**Aim of the task:**
Every record here must be set down once more, precisely as it reads.
»»
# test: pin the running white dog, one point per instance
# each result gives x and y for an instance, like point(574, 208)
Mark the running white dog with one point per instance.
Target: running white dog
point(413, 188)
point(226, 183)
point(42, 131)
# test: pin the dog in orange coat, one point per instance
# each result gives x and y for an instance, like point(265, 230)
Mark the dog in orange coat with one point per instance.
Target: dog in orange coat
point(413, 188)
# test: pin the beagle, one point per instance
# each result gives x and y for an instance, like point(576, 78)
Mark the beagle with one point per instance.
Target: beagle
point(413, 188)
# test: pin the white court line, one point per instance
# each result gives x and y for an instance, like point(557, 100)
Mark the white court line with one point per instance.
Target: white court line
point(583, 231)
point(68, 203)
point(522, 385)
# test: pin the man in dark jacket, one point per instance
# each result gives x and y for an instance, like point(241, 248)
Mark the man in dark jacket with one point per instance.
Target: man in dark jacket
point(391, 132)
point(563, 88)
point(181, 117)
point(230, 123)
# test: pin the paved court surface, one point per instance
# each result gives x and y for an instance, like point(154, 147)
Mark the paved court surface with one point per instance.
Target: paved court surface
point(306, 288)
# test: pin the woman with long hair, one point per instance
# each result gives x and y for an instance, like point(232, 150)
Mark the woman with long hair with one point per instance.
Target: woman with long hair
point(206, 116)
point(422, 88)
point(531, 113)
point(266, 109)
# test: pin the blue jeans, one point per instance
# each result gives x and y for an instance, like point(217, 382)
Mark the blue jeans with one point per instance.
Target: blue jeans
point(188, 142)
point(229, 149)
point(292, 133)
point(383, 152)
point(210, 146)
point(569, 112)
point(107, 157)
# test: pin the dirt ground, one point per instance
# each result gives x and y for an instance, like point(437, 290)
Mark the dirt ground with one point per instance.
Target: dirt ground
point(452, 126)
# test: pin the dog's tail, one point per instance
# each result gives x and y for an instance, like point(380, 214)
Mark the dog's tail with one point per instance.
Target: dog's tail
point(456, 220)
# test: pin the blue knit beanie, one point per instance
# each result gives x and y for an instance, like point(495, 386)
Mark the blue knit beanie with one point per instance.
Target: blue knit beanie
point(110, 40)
««
**Exercise result:**
# test: pin the running white dog, one point per instance
# each result gives x and y for an instance, like point(574, 208)
Mark the running white dog with one point per instance.
Target: running white dog
point(413, 188)
point(226, 183)
point(42, 131)
# test: pin the dog in orange coat, one point per instance
# each result gives x and y for an instance, like point(265, 230)
Mark the dog in orange coat with one point per instance.
Target: dog in orange coat
point(413, 188)
# test: pin the beagle, one point per instance
# each result gives x and y for an instance, like point(576, 78)
Mark the beagle with one point per instance.
Target: beagle
point(413, 188)
# test: pin the white court line, one point per instance
# each result gives x and y for an instance, like point(557, 100)
Mark the white court line with one point per instance.
Target: white court line
point(583, 231)
point(68, 203)
point(522, 385)
# test: pin the man in dark jacket, one point per instance
# each result gives x and y for an instance, like point(241, 248)
Mark the man in dark jacket with one point per instance.
Target: man in dark jacket
point(391, 132)
point(563, 88)
point(181, 117)
point(230, 123)
# test: pin the paved court surface, one point per instance
# each result gives x and y for an instance, like point(154, 147)
Mark the paved court surface with one point per instance.
Target: paved court surface
point(306, 288)
# test: pin the woman with long hair, one point per instance
# each result gives x and y for an instance, like point(232, 150)
Mark the woman with long hair with one point per instance.
Target: woman with long hair
point(206, 116)
point(422, 88)
point(531, 113)
point(266, 109)
# test: pin the blue jeans, one point per instance
# each result gives x and y for an instance, like point(217, 382)
Mark the blue jeans with one point per instance.
Target: blue jeans
point(188, 142)
point(229, 149)
point(292, 133)
point(383, 152)
point(210, 146)
point(569, 112)
point(107, 157)
# test: pin the dirt ground, one point per instance
# each result gives x and y for an instance, like point(437, 290)
Mark the dirt ground with one point per instance.
Target: dirt ground
point(452, 126)
# test: pin the dog's tail, one point per instance
# each result gives x and y for an instance, like point(380, 214)
Mark the dog's tail with one point per instance.
Target: dog's tail
point(456, 220)
# test: pin the blue knit beanie, one point per instance
# each result gives x and y for an instance, like point(495, 386)
Mark the blue knit beanie with one point per instance.
Target: blue knit beanie
point(110, 40)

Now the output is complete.